**WHAT YOU ARE ASKED TO DO:**
Please retype all of the data below, word for word.

**SUPPLIED RECORDS:**
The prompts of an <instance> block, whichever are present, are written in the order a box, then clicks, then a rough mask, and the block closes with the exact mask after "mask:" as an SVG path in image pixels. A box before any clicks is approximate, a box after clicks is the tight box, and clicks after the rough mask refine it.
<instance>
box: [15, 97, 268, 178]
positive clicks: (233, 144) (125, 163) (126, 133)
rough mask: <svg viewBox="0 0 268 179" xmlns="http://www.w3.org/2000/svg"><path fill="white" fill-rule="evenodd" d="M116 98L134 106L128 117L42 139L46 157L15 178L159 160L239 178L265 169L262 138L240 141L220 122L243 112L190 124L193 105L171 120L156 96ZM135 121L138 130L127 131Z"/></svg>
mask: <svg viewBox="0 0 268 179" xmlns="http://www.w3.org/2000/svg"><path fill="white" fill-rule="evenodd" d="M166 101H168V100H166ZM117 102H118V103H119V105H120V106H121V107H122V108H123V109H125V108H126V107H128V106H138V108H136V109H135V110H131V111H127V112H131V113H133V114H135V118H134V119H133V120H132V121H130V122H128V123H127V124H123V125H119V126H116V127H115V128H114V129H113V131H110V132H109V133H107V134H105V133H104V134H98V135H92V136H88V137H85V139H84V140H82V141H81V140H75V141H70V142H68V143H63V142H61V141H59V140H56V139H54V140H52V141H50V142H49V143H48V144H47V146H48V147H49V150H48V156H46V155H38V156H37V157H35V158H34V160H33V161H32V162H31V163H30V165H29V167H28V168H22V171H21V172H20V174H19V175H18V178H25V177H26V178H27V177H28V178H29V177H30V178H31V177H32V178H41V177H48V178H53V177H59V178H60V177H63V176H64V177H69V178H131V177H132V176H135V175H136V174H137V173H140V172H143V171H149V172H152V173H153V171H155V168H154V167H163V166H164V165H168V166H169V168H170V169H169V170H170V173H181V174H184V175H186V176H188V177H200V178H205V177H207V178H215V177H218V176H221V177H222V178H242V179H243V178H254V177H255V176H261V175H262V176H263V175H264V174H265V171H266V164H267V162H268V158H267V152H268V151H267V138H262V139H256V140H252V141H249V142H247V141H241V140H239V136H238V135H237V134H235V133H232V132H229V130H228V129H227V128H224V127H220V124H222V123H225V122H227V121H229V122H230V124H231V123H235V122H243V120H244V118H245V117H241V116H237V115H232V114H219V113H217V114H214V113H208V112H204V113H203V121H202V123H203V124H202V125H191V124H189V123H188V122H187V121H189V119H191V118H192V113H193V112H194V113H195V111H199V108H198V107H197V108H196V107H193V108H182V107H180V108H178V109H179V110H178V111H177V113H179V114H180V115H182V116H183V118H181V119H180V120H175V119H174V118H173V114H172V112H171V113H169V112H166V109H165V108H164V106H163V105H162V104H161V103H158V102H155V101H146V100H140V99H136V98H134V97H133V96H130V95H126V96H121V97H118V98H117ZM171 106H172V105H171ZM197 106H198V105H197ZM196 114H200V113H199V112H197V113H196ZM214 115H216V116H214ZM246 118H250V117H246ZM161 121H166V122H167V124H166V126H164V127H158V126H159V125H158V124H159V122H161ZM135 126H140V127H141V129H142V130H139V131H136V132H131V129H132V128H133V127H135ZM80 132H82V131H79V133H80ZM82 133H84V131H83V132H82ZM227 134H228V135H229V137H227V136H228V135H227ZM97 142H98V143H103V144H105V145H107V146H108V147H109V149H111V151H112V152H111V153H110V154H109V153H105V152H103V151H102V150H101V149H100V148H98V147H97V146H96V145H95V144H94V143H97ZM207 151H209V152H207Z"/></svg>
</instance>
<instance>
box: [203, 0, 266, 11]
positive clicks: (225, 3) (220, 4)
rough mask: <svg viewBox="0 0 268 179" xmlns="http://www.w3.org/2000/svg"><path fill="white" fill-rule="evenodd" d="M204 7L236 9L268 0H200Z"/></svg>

**EXERCISE OUTPUT:**
The prompts of an <instance> block, whichever are present, are written in the order a box, then clicks, then a rough mask, and the block closes with the exact mask after "mask:" as an SVG path in image pixels. A box before any clicks is approximate, a box after clicks is the tight box, and clicks after the rough mask refine it.
<instance>
box: [15, 97, 268, 178]
positive clicks: (233, 144) (125, 163) (126, 133)
rough mask: <svg viewBox="0 0 268 179" xmlns="http://www.w3.org/2000/svg"><path fill="white" fill-rule="evenodd" d="M116 98L134 106L128 117L42 139L46 157L15 178L159 160L239 178L265 169L262 138L240 141L220 122L243 112L190 124L193 105L171 120L156 96ZM135 121L138 130L127 131Z"/></svg>
mask: <svg viewBox="0 0 268 179" xmlns="http://www.w3.org/2000/svg"><path fill="white" fill-rule="evenodd" d="M166 101H168V100H166ZM117 102H118V103H119V105H120V106H121V107H122V108H123V109H125V108H126V107H128V106H138V108H136V109H135V110H131V111H127V112H131V113H133V114H135V118H134V119H133V120H132V121H130V122H128V123H127V124H123V125H119V126H116V127H115V128H114V129H113V131H110V132H109V133H107V134H105V133H104V134H98V135H92V136H88V137H85V139H84V140H82V141H81V140H75V141H70V142H68V143H63V142H61V141H59V140H56V139H54V140H52V141H50V142H49V143H48V144H47V146H48V147H49V150H48V156H46V155H38V156H37V157H35V158H34V160H33V161H32V162H31V163H30V165H29V167H28V168H22V171H21V172H20V174H19V175H18V178H25V177H26V178H27V177H28V178H29V177H30V178H31V177H32V178H41V177H48V178H53V177H59V178H60V177H63V176H64V177H69V178H131V177H132V176H135V175H136V174H137V173H140V172H143V171H149V172H152V173H153V171H155V168H154V167H163V166H164V165H168V166H169V168H170V169H169V170H170V173H181V174H184V175H186V176H188V177H200V178H205V177H207V178H215V177H218V176H221V177H222V178H242V179H243V178H254V177H255V176H261V175H262V176H263V175H264V174H265V171H266V164H267V162H268V158H267V152H268V151H267V138H262V139H256V140H252V141H249V142H247V141H241V140H239V136H238V135H237V134H235V133H232V132H229V130H228V129H227V128H224V127H220V124H222V123H225V122H227V121H229V122H230V124H231V123H235V122H243V120H244V118H245V117H241V116H237V115H232V114H219V113H217V114H214V113H208V112H204V113H203V121H202V123H203V124H202V125H191V124H189V123H188V122H187V121H189V119H191V118H192V113H193V112H194V113H195V111H199V108H198V107H197V108H196V107H193V108H182V107H180V108H178V109H179V110H178V111H177V113H179V114H180V115H182V116H183V118H181V119H180V120H175V119H174V118H173V114H172V112H171V113H169V112H166V109H165V108H164V106H163V105H162V104H161V103H158V102H155V101H146V100H140V99H136V98H134V97H133V96H130V95H126V96H121V97H118V98H117ZM171 106H172V105H171ZM197 106H198V105H197ZM196 114H200V113H199V112H197V113H196ZM214 115H216V116H214ZM246 118H250V117H246ZM161 121H166V122H167V124H166V126H164V127H158V126H159V125H158V124H159V122H161ZM135 126H140V127H141V129H142V130H139V131H136V132H131V129H132V128H133V127H135ZM80 132H82V131H79V133H80ZM82 133H84V131H83V132H82ZM227 134H228V135H229V137H227V136H228V135H227ZM97 142H98V143H103V144H105V145H107V146H108V147H109V149H111V151H112V152H111V153H110V154H109V153H105V152H103V151H102V150H101V149H100V148H98V147H97V146H96V145H95V144H94V143H97ZM207 151H209V152H207Z"/></svg>
</instance>
<instance>
box: [203, 0, 266, 11]
positive clicks: (225, 3) (220, 4)
rough mask: <svg viewBox="0 0 268 179" xmlns="http://www.w3.org/2000/svg"><path fill="white" fill-rule="evenodd" d="M204 7L236 9L268 0H200Z"/></svg>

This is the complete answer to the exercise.